--- Passage given ---
★ ★ ★ ★ ★ ★ ★
We May Not Have Adequate Resource to Comply with Rules and Provisions
The Company’s size and capital resources may have an effect on its ability to adequately comply with the Investment Company Act of 1940. Specifically, the Company is required to maintain a fidelity bond and additional internal controls, employ a chief compliance officer and remain current on all 1933 and 1934 Act filings. If the cost of compliance becomes prohibitive, we may fall out of compliance or unwittingly violate sections of the 1940 Act. Failure to comply with the 1940 Act may affect our ability to continue as a going concern.
CONTROLS AND PROCEDURES.
★ ★ ★ ★ ★ ★ ★
--- Rows from a dataset for labeling boxes ---
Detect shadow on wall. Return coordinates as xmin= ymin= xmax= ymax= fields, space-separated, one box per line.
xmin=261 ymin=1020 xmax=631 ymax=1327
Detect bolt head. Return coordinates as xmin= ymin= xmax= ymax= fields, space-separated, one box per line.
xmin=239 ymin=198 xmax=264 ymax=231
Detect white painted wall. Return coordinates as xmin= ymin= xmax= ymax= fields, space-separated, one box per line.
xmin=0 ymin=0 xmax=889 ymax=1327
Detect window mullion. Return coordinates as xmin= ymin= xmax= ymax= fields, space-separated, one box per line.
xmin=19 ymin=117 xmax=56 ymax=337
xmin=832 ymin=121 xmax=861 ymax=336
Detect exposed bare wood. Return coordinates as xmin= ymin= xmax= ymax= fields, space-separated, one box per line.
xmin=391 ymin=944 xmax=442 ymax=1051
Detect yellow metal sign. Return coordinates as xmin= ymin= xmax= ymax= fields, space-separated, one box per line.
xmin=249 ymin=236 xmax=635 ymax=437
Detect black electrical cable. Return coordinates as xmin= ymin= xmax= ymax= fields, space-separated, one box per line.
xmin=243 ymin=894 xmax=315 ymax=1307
★ ★ ★ ★ ★ ★ ★
--- Required actions ---
- 1) Turn the paragraph of the risk passage that begins "The Company’s size and capital resources" into a short bulleted list that keeps its main facts.
- 2) Print the records from their first line through the line that contains "xmin=239 ymin=198 xmax=264 ymax=231", with both of those lines included.
The risk passage and the records come from separate, unrelated sources.

--- Answers by task ---
- 1)
- The Company's size and capital resources may affect its ability to comply with the Investment Company Act of 1940.
- It must keep a fidelity bond and extra internal controls, employ a chief compliance officer, and stay current on all 1933 and 1934 Act filings.
- If compliance costs become too high, the Company may fall out of compliance or unknowingly violate parts of the 1940 Act.
- Failing to comply may affect its ability to continue as a going concern.

- 2)
Detect shadow on wall. Return coordinates as xmin= ymin= xmax= ymax= fields, space-separated, one box per line.
xmin=261 ymin=1020 xmax=631 ymax=1327
Detect bolt head. Return coordinates as xmin= ymin= xmax= ymax= fields, space-separated, one box per line.
xmin=239 ymin=198 xmax=264 ymax=231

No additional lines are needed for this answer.